Starting at the first line of the data below, repeat each line word for word up to and including the line with "distant high-rise building.".
-=-=-=-=-
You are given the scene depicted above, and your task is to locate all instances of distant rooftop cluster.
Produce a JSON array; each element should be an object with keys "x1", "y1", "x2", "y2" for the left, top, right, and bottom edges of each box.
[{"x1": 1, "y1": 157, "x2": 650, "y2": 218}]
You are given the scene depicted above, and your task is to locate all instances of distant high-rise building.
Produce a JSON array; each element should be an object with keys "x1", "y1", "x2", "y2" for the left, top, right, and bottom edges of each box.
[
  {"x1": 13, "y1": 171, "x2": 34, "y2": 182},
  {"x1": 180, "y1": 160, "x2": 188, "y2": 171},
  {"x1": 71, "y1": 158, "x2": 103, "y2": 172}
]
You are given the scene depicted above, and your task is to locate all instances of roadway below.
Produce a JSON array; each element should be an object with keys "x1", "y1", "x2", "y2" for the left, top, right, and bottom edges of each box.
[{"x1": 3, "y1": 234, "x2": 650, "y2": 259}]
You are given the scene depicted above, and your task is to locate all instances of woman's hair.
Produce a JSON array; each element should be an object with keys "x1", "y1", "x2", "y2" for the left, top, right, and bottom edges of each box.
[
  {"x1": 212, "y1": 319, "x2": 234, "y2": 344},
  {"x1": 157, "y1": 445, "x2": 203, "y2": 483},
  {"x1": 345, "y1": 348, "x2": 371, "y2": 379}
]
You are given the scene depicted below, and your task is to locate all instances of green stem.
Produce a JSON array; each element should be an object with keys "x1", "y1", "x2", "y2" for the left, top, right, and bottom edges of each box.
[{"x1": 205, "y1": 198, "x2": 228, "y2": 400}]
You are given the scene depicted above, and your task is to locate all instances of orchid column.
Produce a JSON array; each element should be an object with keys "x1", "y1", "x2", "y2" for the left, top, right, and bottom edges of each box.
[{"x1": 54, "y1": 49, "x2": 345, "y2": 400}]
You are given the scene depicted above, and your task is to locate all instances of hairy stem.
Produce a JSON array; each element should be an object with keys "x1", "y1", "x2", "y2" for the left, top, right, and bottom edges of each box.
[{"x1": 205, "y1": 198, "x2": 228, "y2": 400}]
-=-=-=-=-
- **Answer below**:
You are given the scene depicted above, and your task is to locate all instances of distant rooftop cluster.
Produce a JSON array; each element should be an object with keys "x1", "y1", "x2", "y2" for the left, top, right, and bottom edges of each box.
[{"x1": 1, "y1": 157, "x2": 650, "y2": 218}]
You are given the scene depicted above, and your task is to locate all instances of distant high-rise building.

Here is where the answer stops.